▶ WHAT THIS TASK INVOLVES
Summarize the review of Enter the Void in three sentences.

▶ PAGE EXCERPT
◆ ◆ ◆ ◆

Enter the Void (2009)

*. On the front of the DVD case there’s a warning: “This unrated film contains explicit sex, disturbing scenes, and drug use.” True enough, but why not a warning for epileptics? If those opening credits don’t send you into a seizure I don’t know what would. And don’t even think of trying to navigate the chapter selection menu. It’s even worse.
*. They might have also included a warning for anyone susceptible to motion sickness. Give a guy like Gaspar Noé a drone and see what you get?
*. Noé is a director who divides people pretty sharply. Enter the Void got a standing ovation at Cannes but did terrible box office. A critical darling, then? Not really. Critics were split too, though most saw something in it.
*. For the record, I did like I Stand Alone and Irréversible. I thought a lot less of Enter the Void. Why? In part due to the general sense I had that Noé was running on fumes for 161 minutes (the “long” version or full-length director’s cut).
*. There’s not a lot here. Basically it’s all a riff on the now rather old idea of the entire story being in effect a man’s dying moments and/or his immediate afterlife. Think Ambrose Bierce’s “An Occurrence at Owl Creek Bridge,” William Golding’s Pincher Martin, or the film Jacob’s Ladder (1990). Only here it’s not presented as a twist since the whole concept is introduced, pretty crudely, by the discussion of The Tibetan Book of the Dead.

*. The deceased is one Oscar, played by Nathaniel Brown. He’s basically a drug dealer in Tokyo who lives with his sister Linda (Pas de la Huerta). One night Oscar gets busted and (improbably) is shot by the police, expiring on the floor of a washroom stall. Flashbacks and flashforwards take up the rest of the movie as we learn more about Oscar and Linda’s history.
*. Perhaps the biggest problem here is that I didn’t find Oscar remotely interesting, much less relatable. Then as the film went on I curiously found the two siblings becoming even less sympathetic and more repulsive. And 161 minutes is a long time to be spent looking at this grimy, blurry world from Oscar’s point of view, or staring at the back of his head.
*. Yes, blurry. I thought the camerawork good and the editing excellent. I can understand why such a movie would take so long to assemble in post. Combining the invisible cuts with the gliding camera movement gives the proceedings a fluidity that Noé seems to have perfected. But I couldn’t see anything! What was up with that?
*. Because Oscar is taking a lot of drugs himself (he hasn’t heeded the warning from Scarface not to get high on his own supply) there are also a number of trippy sequences that critics thought recalled the Star Gate sequence in 2001. I guess. And I guess if you were on drugs while watching Enter the Void you might enjoy it more. But I wasn’t, so.
*. Despite the entire movie revolving around Oscar and Linda I didn’t feel I had any understanding of them as characters. Some sort of incestuous connection is hinted at, but it could just be that they’re weird. Or perhaps they’re just morons and there is no deeper level to explore. The fact, and I think it is a fact in evidence at least in this film, that neither Brown nor de la Huerta can act may also be contributing to this abiding blankness. Are they the void?

◆ ◆ ◆ ◆

Some records:
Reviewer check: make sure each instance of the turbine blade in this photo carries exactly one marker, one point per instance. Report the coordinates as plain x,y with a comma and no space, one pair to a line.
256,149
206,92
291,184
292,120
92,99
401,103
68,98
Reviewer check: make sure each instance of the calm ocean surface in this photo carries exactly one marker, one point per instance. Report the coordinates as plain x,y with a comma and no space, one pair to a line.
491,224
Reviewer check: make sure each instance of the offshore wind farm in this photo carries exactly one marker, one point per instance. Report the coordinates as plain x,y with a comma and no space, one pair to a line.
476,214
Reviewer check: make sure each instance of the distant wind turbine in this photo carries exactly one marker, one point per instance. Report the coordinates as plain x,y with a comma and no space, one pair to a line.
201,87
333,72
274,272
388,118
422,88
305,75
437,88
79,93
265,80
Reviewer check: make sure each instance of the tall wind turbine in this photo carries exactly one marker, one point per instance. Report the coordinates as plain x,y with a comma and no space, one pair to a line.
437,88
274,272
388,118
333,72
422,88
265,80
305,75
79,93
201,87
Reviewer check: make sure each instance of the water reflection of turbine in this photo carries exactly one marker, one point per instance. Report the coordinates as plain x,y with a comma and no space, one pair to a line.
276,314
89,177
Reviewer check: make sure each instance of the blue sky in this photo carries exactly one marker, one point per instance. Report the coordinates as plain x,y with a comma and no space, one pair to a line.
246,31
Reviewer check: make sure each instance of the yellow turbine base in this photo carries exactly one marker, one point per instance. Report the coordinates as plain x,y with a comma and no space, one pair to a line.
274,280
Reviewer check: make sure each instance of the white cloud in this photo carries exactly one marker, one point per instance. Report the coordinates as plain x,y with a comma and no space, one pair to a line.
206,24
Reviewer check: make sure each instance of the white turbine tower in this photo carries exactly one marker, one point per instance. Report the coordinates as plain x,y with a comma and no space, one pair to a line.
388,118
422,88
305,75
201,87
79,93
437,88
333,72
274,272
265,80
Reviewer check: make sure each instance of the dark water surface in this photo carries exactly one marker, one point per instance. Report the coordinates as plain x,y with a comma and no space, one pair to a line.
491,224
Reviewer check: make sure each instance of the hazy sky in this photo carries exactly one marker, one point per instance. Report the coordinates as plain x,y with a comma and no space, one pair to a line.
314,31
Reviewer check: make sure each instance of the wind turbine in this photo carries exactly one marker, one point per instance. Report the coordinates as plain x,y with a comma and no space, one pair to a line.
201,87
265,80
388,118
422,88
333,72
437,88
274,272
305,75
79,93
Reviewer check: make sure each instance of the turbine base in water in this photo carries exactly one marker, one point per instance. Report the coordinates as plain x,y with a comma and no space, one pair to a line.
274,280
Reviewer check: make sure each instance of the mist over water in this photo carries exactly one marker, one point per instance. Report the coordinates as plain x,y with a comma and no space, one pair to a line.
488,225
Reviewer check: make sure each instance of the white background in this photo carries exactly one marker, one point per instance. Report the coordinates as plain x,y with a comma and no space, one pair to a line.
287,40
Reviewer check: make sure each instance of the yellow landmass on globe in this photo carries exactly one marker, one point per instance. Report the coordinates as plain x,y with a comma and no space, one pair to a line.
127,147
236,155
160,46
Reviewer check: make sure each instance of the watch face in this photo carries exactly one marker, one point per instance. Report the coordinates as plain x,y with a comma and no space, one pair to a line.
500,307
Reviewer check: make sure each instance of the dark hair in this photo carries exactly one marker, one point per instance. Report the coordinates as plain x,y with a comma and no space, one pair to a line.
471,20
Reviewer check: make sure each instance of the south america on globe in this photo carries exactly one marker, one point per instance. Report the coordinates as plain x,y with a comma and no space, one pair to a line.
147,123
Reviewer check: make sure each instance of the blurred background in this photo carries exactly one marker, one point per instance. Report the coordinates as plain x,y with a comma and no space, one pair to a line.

◆ ◆ ◆ ◆

▶ TASK RESULT
The review notes that Gaspar Noé's Enter the Void divided both audiences and critics, and the reviewer thought much less of it than of I Stand Alone and Irréversible. The film follows Oscar, a drug dealer in Tokyo who is shot by the police, through flashbacks and flashforwards in a riff on the idea of a story that amounts to a man's dying moments or immediate afterlife, a concept introduced through a discussion of The Tibetan Book of the Dead. Although the reviewer praises the camerawork and editing, the review faults the 161-minute running time, the blurry images, and Oscar and his sister Linda, who never become understandable as characters.